About this task: All records below must be written out exactly, with the pictures excluded.

Segmentation mask data
+ + + +

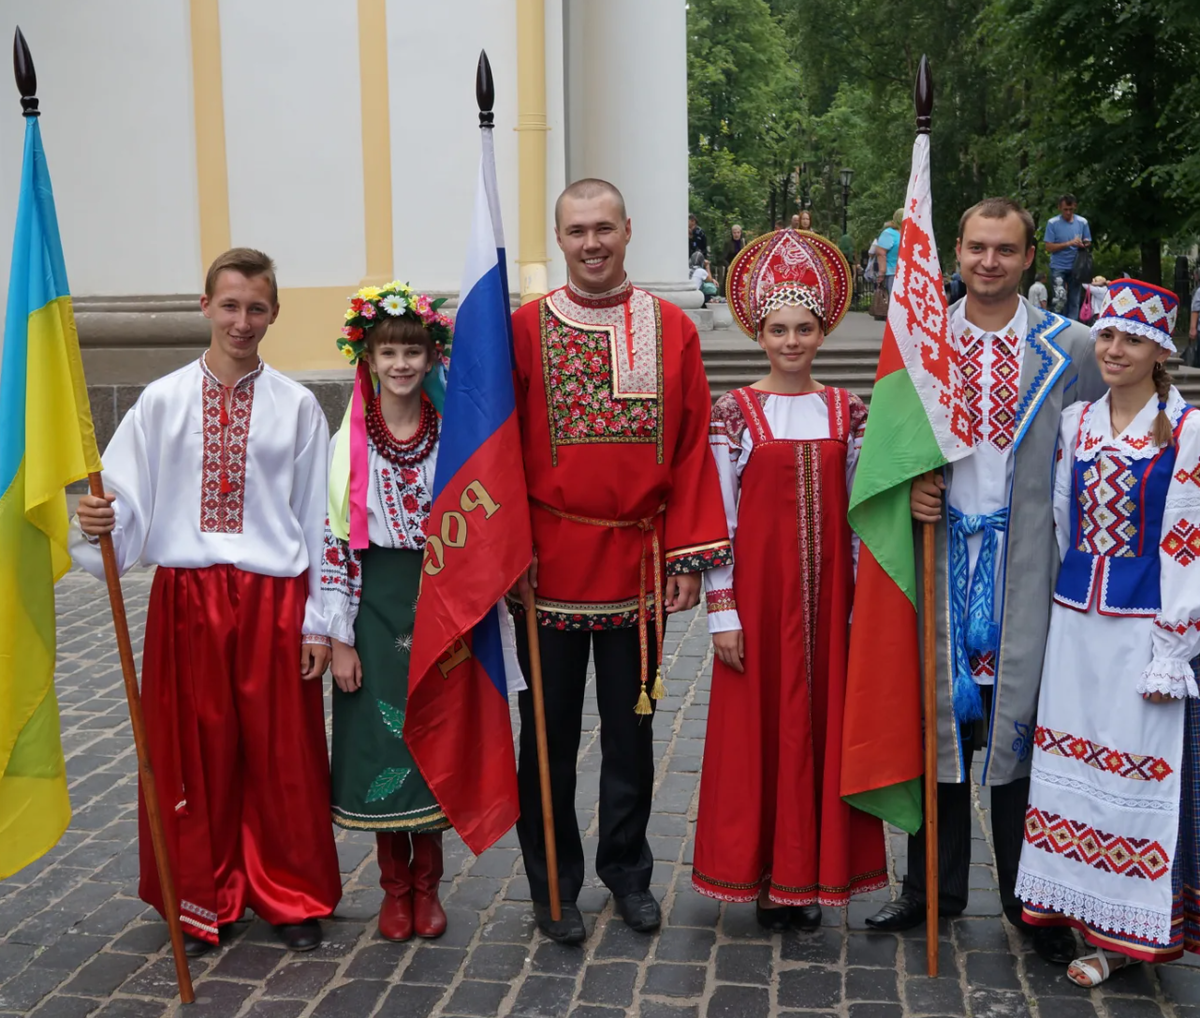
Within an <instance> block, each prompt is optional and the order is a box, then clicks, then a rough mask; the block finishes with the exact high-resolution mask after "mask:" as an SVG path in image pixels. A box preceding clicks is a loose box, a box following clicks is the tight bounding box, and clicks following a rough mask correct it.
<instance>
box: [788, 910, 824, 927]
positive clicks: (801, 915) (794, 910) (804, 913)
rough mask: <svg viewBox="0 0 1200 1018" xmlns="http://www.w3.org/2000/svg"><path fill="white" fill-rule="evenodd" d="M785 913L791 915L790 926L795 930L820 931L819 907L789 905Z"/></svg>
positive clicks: (820, 918)
mask: <svg viewBox="0 0 1200 1018" xmlns="http://www.w3.org/2000/svg"><path fill="white" fill-rule="evenodd" d="M787 911H790V912H791V914H792V926H793V927H794V928H796V929H804V930H809V932H811V930H814V929H821V906H820V905H791V906H790V908H788V910H787Z"/></svg>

+ + + +

Answer space:
Within an <instance> block, each prompt is optional and the order is a box, then clicks, then a rough mask; the block finishes with the exact high-resolution mask after "mask:" as an SVG path in image pixels. A box preceding clicks is a loose box, a box following clicks is the tight bounding box, and clicks following a rough mask correct it.
<instance>
box: [788, 910, 824, 927]
positive clicks: (801, 915) (794, 910) (804, 913)
rough mask: <svg viewBox="0 0 1200 1018" xmlns="http://www.w3.org/2000/svg"><path fill="white" fill-rule="evenodd" d="M785 913L791 915L790 926L795 930L820 931L819 907L789 905Z"/></svg>
positive clicks: (820, 918)
mask: <svg viewBox="0 0 1200 1018" xmlns="http://www.w3.org/2000/svg"><path fill="white" fill-rule="evenodd" d="M787 911H790V912H791V914H792V926H793V927H794V928H796V929H804V930H809V932H811V930H814V929H821V906H820V905H791V906H790V908H788V910H787Z"/></svg>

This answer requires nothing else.